***** Selected passage *****

Thagard model. (1) It is not practical to build a new network on the fly
for every problem encountered, especially when the mechanism that builds
the networks sidesteps a lot of really hard problems by being fed input
as neatly pre-digested symbolic structures. (2) The task of finding a
mapping from a given base to a given target is a party trick.  In real
life you are presented with a target (a structure with some gaps) and
you have to find the best base (or bases) in long-term memory to support
the mapping that best fills the gaps.
 
Another paper on connectionist analogical inference is:
 
	Halford, G.S., Wilson, W.H., Guo, J., Wiles, J., & Stewart, J.E.M.
		(In preparation). Connectionist implications for processing
		capacity limitations in analogies.
 
I wouldn't be proper for me to comment on that paper as it is in preparation.

*****

§ What to do:
1. List the surnames of all authors of the paper cited in the passage on connectionist analogy models.
2. Count the lines in the rows that contain the string "with", and give only the number.
The passage and the rows are unrelated material.

***** Material supplied *****

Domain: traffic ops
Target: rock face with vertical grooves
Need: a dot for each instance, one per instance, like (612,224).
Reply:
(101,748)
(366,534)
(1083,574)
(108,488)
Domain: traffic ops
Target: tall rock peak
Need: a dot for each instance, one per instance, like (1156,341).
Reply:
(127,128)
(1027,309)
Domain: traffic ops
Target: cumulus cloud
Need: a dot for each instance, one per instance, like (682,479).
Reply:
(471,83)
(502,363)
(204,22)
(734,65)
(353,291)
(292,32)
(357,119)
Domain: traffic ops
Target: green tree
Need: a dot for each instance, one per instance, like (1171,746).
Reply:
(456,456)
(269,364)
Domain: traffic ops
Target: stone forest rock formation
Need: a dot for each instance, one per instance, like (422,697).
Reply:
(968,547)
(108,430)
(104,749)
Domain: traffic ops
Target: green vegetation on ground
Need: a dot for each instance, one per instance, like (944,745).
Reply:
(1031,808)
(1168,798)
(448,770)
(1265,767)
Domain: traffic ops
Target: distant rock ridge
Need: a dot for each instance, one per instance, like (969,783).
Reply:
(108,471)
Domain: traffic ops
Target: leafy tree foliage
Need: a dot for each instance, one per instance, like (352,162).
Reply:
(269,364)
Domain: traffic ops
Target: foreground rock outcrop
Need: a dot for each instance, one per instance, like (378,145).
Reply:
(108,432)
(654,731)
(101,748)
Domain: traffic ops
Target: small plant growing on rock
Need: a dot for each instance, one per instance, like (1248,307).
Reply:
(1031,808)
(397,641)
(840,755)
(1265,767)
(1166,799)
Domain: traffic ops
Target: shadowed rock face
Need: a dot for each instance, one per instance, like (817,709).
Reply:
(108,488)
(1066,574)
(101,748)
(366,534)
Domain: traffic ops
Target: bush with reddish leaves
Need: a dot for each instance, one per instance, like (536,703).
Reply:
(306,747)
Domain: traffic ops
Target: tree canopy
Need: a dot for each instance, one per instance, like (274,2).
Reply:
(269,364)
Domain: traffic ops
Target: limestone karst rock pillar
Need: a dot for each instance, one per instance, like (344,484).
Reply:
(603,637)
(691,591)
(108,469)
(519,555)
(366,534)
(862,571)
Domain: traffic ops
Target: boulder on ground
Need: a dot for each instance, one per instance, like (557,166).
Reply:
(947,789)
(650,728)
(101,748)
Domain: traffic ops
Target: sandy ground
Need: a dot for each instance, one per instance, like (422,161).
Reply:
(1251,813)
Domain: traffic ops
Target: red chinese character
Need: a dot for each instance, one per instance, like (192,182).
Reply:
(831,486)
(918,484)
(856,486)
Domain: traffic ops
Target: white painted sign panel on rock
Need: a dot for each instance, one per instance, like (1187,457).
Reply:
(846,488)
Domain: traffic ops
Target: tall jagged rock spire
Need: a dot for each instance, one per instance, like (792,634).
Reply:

*****

§ Full answers:
1. Halford, Wilson, Guo, Wiles, Stewart

2. 2